___ INPUT RECORDS
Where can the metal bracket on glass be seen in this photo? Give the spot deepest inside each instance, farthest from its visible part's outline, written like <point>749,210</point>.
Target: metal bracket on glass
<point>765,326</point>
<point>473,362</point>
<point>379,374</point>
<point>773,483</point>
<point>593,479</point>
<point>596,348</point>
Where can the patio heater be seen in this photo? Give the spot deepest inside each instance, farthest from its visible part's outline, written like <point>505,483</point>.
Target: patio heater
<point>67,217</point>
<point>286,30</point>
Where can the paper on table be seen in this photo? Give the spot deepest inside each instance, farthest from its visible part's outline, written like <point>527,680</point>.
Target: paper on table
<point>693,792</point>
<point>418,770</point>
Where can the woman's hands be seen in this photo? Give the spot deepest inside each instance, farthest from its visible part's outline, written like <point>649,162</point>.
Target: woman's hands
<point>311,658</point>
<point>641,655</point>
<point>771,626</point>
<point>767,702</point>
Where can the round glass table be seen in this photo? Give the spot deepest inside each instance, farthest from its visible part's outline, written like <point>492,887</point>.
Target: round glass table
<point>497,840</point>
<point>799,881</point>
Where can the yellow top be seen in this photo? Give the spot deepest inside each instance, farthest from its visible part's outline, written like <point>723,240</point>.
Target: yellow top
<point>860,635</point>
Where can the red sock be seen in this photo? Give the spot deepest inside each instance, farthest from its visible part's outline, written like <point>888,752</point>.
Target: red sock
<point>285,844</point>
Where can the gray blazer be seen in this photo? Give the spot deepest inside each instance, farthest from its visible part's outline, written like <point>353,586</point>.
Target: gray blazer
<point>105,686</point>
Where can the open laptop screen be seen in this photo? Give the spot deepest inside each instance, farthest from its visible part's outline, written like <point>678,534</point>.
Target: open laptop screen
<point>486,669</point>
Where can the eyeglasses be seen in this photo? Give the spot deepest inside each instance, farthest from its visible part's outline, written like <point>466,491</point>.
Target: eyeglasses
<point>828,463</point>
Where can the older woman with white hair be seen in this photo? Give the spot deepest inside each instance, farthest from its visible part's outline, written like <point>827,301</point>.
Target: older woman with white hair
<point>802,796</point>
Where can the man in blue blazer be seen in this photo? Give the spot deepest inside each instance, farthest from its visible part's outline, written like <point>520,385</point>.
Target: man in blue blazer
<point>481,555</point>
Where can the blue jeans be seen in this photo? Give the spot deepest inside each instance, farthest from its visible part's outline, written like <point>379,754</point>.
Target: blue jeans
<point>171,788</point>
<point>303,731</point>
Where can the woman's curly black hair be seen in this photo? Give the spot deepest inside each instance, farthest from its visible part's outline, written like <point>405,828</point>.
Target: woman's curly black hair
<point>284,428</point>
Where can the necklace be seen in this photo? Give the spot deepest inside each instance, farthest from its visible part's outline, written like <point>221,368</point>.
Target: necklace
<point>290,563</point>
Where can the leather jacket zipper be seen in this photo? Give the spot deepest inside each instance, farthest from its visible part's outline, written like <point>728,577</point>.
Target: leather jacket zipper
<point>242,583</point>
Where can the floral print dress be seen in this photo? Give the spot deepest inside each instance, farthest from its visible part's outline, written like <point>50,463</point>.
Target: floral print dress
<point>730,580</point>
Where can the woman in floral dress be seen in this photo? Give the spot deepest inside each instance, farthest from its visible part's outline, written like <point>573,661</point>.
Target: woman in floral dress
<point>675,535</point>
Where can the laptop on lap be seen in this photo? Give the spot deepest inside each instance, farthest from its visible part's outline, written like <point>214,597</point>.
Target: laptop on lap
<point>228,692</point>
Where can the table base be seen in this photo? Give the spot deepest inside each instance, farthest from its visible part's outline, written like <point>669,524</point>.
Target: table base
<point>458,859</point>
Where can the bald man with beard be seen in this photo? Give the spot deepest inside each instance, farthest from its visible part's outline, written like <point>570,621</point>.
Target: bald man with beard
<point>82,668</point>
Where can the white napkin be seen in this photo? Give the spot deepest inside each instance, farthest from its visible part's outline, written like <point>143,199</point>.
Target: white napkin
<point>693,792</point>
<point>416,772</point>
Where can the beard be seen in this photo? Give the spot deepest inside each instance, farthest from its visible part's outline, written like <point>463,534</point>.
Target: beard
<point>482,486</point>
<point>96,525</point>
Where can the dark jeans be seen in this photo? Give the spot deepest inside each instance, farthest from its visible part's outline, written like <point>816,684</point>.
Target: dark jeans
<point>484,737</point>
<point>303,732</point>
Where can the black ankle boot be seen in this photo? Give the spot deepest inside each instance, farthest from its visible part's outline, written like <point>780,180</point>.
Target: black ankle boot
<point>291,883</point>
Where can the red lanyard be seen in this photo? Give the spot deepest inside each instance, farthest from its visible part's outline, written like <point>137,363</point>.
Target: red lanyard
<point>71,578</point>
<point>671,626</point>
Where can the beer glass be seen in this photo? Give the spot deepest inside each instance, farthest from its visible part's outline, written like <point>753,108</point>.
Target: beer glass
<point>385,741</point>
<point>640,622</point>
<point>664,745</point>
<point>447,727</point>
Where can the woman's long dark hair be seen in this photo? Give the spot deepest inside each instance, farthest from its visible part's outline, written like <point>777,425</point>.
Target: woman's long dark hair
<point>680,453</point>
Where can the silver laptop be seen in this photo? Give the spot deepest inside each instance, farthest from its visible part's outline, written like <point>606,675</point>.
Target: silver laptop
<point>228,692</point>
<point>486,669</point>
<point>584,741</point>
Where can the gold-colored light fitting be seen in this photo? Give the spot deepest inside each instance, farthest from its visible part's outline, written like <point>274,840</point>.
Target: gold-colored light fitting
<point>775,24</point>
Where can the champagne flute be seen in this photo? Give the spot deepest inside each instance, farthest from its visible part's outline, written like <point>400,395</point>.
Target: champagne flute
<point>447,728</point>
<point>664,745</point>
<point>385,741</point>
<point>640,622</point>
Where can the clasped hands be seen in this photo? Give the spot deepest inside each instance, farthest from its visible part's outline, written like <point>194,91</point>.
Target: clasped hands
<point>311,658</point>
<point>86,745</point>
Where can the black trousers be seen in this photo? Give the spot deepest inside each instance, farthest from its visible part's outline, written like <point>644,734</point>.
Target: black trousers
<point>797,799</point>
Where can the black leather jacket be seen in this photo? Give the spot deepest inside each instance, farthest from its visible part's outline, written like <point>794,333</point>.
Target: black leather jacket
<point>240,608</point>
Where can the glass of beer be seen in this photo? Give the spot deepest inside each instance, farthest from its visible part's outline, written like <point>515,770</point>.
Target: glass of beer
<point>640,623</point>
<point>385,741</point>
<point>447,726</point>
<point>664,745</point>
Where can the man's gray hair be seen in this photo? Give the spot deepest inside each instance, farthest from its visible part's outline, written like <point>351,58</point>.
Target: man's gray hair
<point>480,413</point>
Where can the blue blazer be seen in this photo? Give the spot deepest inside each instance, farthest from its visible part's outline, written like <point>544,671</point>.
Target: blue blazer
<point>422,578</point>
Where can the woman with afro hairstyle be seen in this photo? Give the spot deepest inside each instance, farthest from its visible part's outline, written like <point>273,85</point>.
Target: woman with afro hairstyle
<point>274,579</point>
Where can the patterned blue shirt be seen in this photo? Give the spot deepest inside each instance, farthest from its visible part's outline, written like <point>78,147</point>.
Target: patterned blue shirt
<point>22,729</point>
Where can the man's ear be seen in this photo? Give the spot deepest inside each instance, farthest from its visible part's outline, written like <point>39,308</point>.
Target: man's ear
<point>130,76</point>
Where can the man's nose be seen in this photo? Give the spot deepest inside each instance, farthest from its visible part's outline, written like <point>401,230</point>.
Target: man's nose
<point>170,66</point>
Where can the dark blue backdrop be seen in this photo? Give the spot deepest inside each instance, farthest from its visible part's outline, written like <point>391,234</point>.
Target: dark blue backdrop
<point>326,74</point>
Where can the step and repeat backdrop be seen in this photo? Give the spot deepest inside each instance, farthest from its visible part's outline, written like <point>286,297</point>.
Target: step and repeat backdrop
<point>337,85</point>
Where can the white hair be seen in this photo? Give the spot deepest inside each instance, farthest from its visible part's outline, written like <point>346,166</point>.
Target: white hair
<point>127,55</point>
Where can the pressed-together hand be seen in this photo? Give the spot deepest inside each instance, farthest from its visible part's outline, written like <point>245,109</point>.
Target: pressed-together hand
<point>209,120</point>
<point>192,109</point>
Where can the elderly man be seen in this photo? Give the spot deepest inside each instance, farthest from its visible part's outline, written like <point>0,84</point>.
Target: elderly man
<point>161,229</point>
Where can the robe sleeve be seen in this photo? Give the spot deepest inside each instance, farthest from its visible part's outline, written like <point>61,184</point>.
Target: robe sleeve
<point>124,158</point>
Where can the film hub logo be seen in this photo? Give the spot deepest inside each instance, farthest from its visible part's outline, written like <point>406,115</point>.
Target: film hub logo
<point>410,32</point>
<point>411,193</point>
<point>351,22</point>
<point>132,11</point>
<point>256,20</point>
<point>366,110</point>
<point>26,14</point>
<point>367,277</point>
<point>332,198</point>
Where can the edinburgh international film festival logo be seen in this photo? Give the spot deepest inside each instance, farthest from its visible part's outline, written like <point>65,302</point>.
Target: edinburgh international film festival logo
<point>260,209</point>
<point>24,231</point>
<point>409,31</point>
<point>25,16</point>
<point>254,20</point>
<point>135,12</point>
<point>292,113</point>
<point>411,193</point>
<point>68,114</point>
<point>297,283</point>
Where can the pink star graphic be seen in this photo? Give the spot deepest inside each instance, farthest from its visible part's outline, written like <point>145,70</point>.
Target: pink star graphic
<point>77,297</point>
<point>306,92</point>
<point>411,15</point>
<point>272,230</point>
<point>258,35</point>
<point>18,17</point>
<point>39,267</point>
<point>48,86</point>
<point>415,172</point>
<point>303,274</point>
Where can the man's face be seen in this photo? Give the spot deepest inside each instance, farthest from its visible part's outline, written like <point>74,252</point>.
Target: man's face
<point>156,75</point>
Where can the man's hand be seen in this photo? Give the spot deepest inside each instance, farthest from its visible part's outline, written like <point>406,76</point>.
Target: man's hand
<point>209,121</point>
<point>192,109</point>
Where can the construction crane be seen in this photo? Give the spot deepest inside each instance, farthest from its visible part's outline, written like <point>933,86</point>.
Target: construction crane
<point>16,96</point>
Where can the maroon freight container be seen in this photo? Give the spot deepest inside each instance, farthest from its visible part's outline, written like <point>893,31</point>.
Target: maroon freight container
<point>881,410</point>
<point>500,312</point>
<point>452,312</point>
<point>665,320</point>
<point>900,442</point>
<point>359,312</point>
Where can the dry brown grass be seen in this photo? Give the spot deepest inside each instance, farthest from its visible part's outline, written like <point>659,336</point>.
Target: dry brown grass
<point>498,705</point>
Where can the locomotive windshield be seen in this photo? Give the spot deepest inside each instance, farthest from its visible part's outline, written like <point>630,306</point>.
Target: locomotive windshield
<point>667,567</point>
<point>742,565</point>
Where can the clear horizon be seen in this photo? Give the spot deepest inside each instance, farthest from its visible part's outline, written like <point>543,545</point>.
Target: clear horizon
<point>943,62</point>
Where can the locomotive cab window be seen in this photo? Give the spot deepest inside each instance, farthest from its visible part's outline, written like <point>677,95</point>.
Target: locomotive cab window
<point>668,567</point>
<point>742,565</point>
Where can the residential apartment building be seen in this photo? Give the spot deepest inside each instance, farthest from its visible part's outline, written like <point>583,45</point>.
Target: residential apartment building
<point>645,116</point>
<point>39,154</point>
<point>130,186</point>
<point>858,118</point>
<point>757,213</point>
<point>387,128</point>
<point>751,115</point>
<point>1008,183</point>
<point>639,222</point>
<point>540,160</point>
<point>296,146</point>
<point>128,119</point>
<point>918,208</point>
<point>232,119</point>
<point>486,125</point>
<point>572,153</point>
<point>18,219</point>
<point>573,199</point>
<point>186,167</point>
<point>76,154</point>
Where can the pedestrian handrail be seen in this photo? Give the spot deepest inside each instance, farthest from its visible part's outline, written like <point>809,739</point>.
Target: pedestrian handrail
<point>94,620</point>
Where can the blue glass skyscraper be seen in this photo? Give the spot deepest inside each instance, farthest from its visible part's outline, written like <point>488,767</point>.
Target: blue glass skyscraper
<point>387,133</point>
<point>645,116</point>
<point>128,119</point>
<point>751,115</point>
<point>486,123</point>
______
REQUEST
Return the lines above, from the one containing "Where can the clear" to the end, exactly as they stand.

RESPONSE BELOW
Where can the clear horizon be seen in this photo? Give the spot deepest inside each instance, farthest from its visible part's outline, written like <point>543,545</point>.
Target: clear horizon
<point>943,62</point>
Where can the locomotive cab window be seen in this photo? Give the spot deepest inside each instance, farthest from its visible part's outline, written like <point>677,95</point>.
Target: locomotive cab window
<point>668,567</point>
<point>742,565</point>
Where can the residential apartment building be seen in this photo? Give the spot deepest inside each instance, farthest from its visible part's outline, written like <point>583,45</point>.
Target: residential apartment building
<point>645,116</point>
<point>39,154</point>
<point>130,186</point>
<point>858,118</point>
<point>757,213</point>
<point>387,128</point>
<point>751,115</point>
<point>1008,183</point>
<point>639,222</point>
<point>540,160</point>
<point>296,146</point>
<point>128,119</point>
<point>918,208</point>
<point>232,119</point>
<point>486,125</point>
<point>572,153</point>
<point>18,219</point>
<point>573,199</point>
<point>186,167</point>
<point>76,154</point>
Where can the pedestrian handrail be seen in this photo? Give the spot deepest inside each instance, farthest from its visible part's outline, written like <point>809,739</point>.
Target: pedestrian handrail
<point>94,620</point>
Where can the blue glass skyscraper be seen in this photo? Give the spot deepest inside each instance, farthest from its visible part's outline, written like <point>488,767</point>.
Target: blue glass skyscraper
<point>387,133</point>
<point>645,116</point>
<point>128,119</point>
<point>751,115</point>
<point>486,123</point>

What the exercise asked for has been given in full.